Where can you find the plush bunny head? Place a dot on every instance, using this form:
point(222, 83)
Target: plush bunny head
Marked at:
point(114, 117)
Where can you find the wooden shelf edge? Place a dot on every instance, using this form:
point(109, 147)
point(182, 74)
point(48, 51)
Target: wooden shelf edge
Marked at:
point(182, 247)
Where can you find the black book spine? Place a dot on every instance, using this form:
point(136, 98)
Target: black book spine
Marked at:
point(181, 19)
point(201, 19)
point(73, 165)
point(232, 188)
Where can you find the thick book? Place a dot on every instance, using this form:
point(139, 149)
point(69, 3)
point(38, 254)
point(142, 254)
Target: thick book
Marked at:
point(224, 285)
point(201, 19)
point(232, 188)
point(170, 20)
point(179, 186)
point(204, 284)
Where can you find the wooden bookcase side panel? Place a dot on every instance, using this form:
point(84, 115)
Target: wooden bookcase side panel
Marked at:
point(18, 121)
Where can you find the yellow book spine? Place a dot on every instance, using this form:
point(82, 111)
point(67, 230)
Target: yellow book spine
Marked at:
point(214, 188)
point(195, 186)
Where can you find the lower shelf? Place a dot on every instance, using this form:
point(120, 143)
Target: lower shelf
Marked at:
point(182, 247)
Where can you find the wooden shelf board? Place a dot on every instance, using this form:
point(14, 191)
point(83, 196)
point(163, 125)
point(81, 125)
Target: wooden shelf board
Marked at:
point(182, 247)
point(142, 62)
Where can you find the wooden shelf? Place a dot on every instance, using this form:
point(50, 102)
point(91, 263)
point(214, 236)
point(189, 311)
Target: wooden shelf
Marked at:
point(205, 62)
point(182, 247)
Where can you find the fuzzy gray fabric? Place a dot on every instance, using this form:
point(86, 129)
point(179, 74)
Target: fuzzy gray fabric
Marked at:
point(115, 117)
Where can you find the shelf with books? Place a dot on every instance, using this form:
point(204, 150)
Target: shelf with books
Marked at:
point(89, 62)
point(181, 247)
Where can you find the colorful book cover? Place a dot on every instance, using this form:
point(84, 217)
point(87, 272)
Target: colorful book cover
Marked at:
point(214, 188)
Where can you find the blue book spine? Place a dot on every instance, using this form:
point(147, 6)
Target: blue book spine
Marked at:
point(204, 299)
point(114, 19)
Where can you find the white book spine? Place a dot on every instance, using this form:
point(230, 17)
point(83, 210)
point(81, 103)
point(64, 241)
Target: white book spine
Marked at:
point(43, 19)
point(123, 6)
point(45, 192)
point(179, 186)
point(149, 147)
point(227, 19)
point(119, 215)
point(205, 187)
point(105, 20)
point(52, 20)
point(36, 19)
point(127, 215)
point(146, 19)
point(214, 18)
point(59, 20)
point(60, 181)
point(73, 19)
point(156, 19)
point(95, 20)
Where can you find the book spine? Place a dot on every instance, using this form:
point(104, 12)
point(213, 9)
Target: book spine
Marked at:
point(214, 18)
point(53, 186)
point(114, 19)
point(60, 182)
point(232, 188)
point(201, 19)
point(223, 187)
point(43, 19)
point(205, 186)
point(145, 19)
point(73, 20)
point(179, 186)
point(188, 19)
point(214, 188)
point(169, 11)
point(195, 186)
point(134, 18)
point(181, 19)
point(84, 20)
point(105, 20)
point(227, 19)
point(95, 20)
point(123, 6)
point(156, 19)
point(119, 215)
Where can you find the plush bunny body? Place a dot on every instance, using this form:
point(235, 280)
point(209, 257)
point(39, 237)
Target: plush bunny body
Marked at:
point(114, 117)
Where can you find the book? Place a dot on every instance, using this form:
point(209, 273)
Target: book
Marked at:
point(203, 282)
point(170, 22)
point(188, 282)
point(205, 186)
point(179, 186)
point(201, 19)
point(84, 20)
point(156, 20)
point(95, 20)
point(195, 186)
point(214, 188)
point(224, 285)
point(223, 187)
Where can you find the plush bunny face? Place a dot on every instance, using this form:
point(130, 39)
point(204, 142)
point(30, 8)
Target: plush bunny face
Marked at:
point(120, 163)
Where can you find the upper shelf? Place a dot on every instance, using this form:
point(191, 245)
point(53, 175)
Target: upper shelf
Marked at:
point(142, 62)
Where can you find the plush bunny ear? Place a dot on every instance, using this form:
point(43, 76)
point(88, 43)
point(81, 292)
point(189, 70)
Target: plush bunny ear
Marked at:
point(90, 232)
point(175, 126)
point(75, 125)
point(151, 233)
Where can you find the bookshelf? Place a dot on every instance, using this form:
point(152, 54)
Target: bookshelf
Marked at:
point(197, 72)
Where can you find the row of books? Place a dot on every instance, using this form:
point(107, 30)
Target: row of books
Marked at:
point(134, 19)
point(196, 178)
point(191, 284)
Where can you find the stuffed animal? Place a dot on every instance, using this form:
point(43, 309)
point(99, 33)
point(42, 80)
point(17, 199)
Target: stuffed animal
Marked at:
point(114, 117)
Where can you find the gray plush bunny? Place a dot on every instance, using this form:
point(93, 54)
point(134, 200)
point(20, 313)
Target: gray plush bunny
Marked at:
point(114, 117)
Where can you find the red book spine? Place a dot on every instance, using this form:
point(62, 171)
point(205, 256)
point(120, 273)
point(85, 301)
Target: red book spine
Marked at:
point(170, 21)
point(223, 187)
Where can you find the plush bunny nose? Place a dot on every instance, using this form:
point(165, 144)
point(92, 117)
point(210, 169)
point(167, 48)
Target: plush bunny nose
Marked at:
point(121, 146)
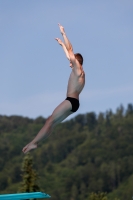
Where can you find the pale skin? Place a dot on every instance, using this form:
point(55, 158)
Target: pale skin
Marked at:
point(76, 83)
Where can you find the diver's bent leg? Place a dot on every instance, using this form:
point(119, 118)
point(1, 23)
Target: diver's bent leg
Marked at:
point(59, 114)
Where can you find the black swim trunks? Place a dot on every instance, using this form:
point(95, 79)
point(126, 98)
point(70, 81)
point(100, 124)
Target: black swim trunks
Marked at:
point(74, 102)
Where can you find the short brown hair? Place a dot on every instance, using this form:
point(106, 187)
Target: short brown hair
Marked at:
point(79, 57)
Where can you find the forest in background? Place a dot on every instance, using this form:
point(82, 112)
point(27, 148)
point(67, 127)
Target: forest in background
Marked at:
point(89, 153)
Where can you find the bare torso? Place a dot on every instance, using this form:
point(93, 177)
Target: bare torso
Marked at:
point(75, 84)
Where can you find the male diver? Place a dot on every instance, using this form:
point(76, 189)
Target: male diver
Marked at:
point(71, 104)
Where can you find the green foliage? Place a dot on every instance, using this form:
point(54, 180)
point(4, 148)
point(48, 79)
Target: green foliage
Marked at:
point(29, 176)
point(98, 196)
point(86, 154)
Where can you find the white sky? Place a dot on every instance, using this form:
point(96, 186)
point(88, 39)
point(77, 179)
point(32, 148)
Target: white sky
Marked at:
point(34, 70)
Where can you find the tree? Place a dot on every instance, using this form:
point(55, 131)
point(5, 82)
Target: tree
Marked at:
point(29, 176)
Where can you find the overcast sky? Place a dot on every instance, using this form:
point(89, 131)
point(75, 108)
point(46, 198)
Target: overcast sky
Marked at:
point(34, 70)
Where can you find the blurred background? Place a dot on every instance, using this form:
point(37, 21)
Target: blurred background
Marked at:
point(34, 70)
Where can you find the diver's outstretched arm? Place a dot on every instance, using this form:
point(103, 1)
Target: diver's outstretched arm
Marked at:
point(64, 47)
point(66, 40)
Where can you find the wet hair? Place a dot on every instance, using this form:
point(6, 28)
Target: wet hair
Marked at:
point(79, 57)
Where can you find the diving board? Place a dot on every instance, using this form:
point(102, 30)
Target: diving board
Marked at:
point(28, 195)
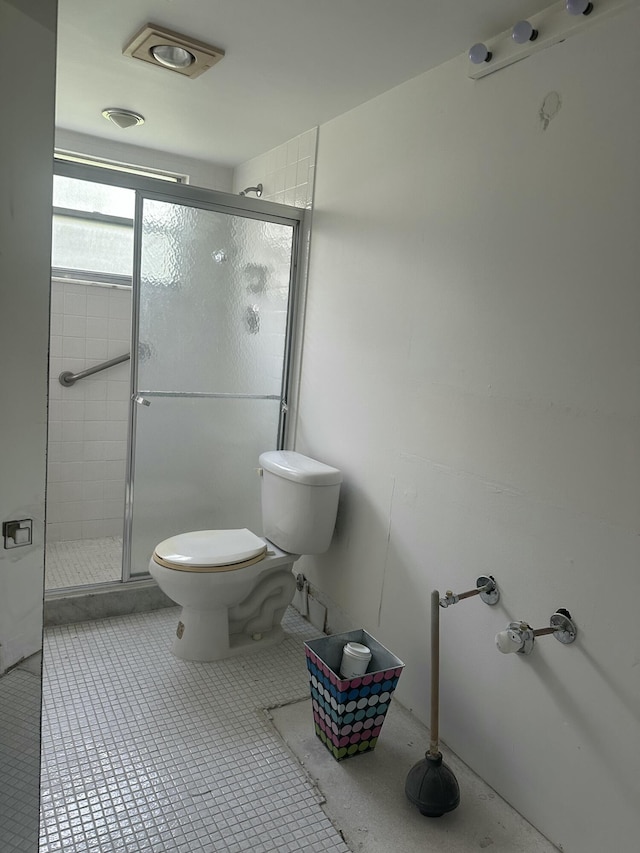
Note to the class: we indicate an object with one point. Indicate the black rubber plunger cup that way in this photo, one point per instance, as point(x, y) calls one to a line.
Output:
point(430, 784)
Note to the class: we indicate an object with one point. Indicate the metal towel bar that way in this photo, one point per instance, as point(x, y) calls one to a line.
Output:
point(67, 378)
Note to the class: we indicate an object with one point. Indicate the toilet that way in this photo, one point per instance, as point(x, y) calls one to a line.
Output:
point(234, 586)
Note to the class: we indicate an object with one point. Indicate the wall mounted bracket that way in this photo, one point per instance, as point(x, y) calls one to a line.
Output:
point(519, 637)
point(486, 588)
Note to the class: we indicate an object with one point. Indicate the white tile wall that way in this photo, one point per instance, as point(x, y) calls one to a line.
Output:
point(286, 173)
point(87, 422)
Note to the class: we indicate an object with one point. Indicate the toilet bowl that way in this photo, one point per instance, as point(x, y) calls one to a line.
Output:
point(235, 586)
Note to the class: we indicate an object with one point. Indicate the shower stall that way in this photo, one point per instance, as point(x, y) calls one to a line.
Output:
point(169, 366)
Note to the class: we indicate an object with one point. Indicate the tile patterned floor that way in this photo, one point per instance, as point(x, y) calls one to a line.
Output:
point(143, 752)
point(19, 758)
point(82, 561)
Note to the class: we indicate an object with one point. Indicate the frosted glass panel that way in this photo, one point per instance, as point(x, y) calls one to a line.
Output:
point(93, 198)
point(196, 461)
point(84, 244)
point(213, 301)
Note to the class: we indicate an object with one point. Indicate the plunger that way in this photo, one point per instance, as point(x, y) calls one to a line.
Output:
point(430, 784)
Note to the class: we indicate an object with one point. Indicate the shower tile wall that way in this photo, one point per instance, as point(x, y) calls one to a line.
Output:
point(87, 422)
point(286, 172)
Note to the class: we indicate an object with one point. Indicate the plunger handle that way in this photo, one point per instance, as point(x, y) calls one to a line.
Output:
point(435, 672)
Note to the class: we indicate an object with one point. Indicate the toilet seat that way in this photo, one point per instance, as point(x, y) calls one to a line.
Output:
point(211, 550)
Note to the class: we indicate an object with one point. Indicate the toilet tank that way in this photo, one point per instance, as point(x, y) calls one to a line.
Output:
point(299, 501)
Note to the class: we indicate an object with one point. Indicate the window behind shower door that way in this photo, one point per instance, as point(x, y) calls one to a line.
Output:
point(212, 311)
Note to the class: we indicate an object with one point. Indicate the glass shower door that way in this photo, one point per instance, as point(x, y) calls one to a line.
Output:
point(212, 318)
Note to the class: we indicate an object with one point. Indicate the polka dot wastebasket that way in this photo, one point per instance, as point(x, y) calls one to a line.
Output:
point(348, 713)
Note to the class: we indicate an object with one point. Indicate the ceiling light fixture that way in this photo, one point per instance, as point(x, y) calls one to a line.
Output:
point(523, 32)
point(172, 57)
point(479, 53)
point(122, 118)
point(579, 7)
point(173, 51)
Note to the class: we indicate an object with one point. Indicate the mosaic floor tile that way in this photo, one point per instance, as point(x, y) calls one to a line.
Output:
point(144, 752)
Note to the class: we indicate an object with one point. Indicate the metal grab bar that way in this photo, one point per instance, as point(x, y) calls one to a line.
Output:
point(67, 378)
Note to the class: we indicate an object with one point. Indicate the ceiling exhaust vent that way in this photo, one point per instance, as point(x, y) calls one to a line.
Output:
point(172, 51)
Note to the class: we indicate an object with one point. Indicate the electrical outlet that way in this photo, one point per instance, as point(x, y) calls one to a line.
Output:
point(17, 533)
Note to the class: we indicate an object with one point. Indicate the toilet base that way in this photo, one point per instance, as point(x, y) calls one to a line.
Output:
point(203, 635)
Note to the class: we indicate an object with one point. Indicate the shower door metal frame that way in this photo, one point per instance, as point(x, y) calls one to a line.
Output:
point(205, 199)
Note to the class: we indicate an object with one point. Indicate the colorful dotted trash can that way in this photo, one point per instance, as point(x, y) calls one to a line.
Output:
point(348, 713)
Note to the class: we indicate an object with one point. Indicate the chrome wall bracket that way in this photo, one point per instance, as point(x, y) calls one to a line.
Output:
point(486, 588)
point(519, 637)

# # # # # # #

AIM OF THE TASK. Everything starting at the line containing "Where can you find the shelf" and ending at the line containing "Where can you find the colorful" in the records above should be repeated exactly, and only that.

WRITTEN ANSWER.
Where can you find the shelf with books? Place a dot on every instance, using this form:
point(204, 150)
Target: shelf with books
Marked at:
point(89, 62)
point(181, 247)
Where can you find the colorful book cover? Place a dot on every instance, using this form:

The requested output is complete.